◆ **DOCUMENT PASSAGE**:
►

UNITED STATES
SECURITIES AND EXCHANGE COMMISSION
Washington, D.C. 20549
FORM 8-K
CURRENT REPORT
Pursuant to Section 13 or 15(d) of the
Securities Exchange Act of 1934
Date of Report (Date of earliest event reported): April 1, 2013
KYTHERA BIOPHARMACEUTICALS, INC.
(Exact name of registrant as specified in its charter)
Delaware | | 001-35663 | | 03-0552903 |
(State or other jurisdiction of incorporation) | | (Commission File Number) | | (IRS Employer Identification Number) |
27200 West Agoura Road,
Calabasas, California 91301
(Address of principal executive offices, including Zip Code)
Registrant’s telephone number, including area code: (818) 587-4500
Check the appropriate box below if the Form 8-K filing is intended to simultaneously satisfy the filing obligation of the registrant under any of the following provisions:
o Written communications pursuant to Rule 425 under the Securities Act (17 CFR 230.425)
o Soliciting material pursuant to Rule 14a-12 under the Exchange Act (17 CFR 240.14a-12)
o Pre-commencement communications pursuant to Rule 14d-2(b) under the Exchange Act (17 CFR 240.14d-2(b))
o Pre-commencement communications pursuant to Rule 13e-4(c) under the Exchange Act (17 CFR 240.13e-4(c))
Item 1.01 Entry into a Material Definitive Agreement.

◄

◆ **THE TASKS**:
a. Answer these questions about the Form 8-K cover page:
(i) What date is given as the Date of Report?
(ii) In which state is the company incorporated?
(iii) What is the registrant's telephone number, including area code?
b. Translate this sentence from the Form 8-K cover page into Spanish: "Check the appropriate box below if the Form 8-K filing is intended to simultaneously satisfy the filing obligation of the registrant under any of the following provisions:"
The data after this point comes from a separate source.

◆ **RECORD LIST**:
►

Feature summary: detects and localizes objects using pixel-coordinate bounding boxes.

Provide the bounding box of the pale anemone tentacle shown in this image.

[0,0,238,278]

◄
►

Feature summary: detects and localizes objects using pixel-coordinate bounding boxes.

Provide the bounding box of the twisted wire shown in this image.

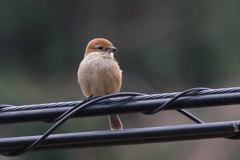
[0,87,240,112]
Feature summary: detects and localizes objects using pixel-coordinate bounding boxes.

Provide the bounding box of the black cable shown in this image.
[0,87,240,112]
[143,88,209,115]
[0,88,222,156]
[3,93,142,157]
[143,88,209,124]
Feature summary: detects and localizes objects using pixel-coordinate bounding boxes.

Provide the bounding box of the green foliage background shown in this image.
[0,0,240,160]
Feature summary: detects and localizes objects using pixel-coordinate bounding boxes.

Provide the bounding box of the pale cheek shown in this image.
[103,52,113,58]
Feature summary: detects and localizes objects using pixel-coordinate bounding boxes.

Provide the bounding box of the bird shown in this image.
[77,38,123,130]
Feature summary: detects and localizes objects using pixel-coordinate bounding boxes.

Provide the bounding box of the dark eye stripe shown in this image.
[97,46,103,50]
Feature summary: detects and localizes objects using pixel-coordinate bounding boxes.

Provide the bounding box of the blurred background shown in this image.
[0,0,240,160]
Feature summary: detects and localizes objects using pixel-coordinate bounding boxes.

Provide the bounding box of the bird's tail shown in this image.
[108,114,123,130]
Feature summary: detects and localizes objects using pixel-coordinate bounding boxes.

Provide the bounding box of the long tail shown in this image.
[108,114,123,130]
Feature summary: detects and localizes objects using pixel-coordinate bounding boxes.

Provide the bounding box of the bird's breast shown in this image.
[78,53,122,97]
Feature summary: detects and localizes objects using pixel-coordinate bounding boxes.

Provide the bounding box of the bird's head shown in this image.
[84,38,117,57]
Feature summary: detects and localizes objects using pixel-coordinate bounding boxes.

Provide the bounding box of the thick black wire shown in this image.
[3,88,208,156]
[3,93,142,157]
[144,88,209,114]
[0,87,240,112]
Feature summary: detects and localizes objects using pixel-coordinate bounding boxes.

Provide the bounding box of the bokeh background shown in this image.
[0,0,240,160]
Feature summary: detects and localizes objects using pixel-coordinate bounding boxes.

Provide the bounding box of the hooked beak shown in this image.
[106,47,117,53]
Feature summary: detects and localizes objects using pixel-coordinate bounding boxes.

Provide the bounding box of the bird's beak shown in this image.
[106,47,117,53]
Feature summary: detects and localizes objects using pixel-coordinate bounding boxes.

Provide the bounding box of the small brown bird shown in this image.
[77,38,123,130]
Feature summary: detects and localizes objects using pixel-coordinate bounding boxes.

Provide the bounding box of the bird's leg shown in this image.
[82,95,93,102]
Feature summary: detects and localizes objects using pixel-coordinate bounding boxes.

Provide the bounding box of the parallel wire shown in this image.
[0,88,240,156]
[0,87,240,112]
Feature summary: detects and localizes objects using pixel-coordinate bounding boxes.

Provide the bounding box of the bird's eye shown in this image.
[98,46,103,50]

◄

◆ **ANSWERS TO THE PROBLEMS**:
a.
(i) April 1, 2013
(ii) Delaware
(iii) (818) 587-4500

b. Marque la casilla correspondiente a continuación si la presentación del Formulario 8-K tiene por objeto cumplir simultáneamente la obligación de presentación del registrante conforme a cualquiera de las siguientes disposiciones: